Texto fornecido:

____

O pedido de constituição do Tribunal Arbitral foi aceite pelo Exmo. Senhor Presidente do CAAD em 10-01-2023, e subsequentemente notificado à AT.
A Requerente não procedeu à nomeação de árbitro, pelo que, ao abrigo do disposto no n.º 1 do artigo 6.º e na alínea b) do n.º 1 do artigo 11.º do RJAT, o Conselho Deontológico designou o ora signatário como árbitro do Tribunal Arbitral Singular, que comunicou a aceitação do encargo no prazo aplicável.
Em 28-02-2023, as partes foram devidamente notificadas dessa designação, e não manifestaram vontade de a recusar, nos termos do artigo 11.º, n.º 1, alíneas a) e b), do RJAT, e dos artigos 6.º e 7.º do Código Deontológico.
O Tribunal Arbitral Singular foi constituído em 20-03-2023, face ao preceituado nos artigos 2.º, n.º 1, alíneas a), e 10.º, n.º 1, do RJAT, para apreciar e decidir o objeto do presente litígio.

____

Extrato de dados:
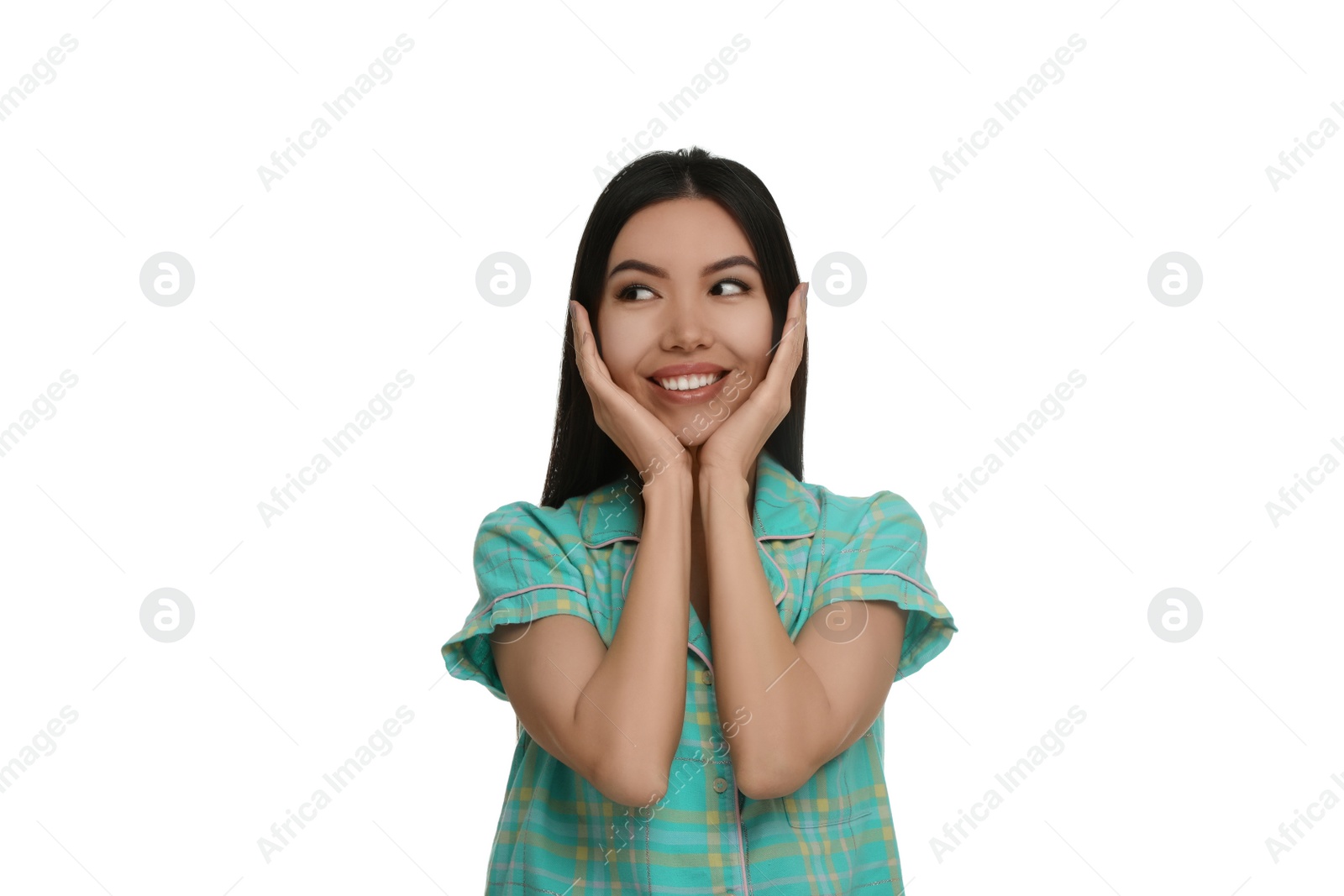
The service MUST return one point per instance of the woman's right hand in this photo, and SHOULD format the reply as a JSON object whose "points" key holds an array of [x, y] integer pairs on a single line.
{"points": [[643, 438]]}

____

Tarefa a realizar:
Transcreva, sem qualquer alteração, o trecho do texto sobre a constituição do Tribunal Arbitral que vai desde "A Requerente não" até "do presente litígio.".

Resultado correto:
A Requerente não procedeu à nomeação de árbitro, pelo que, ao abrigo do disposto no n.º 1 do artigo 6.º e na alínea b) do n.º 1 do artigo 11.º do RJAT, o Conselho Deontológico designou o ora signatário como árbitro do Tribunal Arbitral Singular, que comunicou a aceitação do encargo no prazo aplicável.
Em 28-02-2023, as partes foram devidamente notificadas dessa designação, e não manifestaram vontade de a recusar, nos termos do artigo 11.º, n.º 1, alíneas a) e b), do RJAT, e dos artigos 6.º e 7.º do Código Deontológico.
O Tribunal Arbitral Singular foi constituído em 20-03-2023, face ao preceituado nos artigos 2.º, n.º 1, alíneas a), e 10.º, n.º 1, do RJAT, para apreciar e decidir o objeto do presente litígio.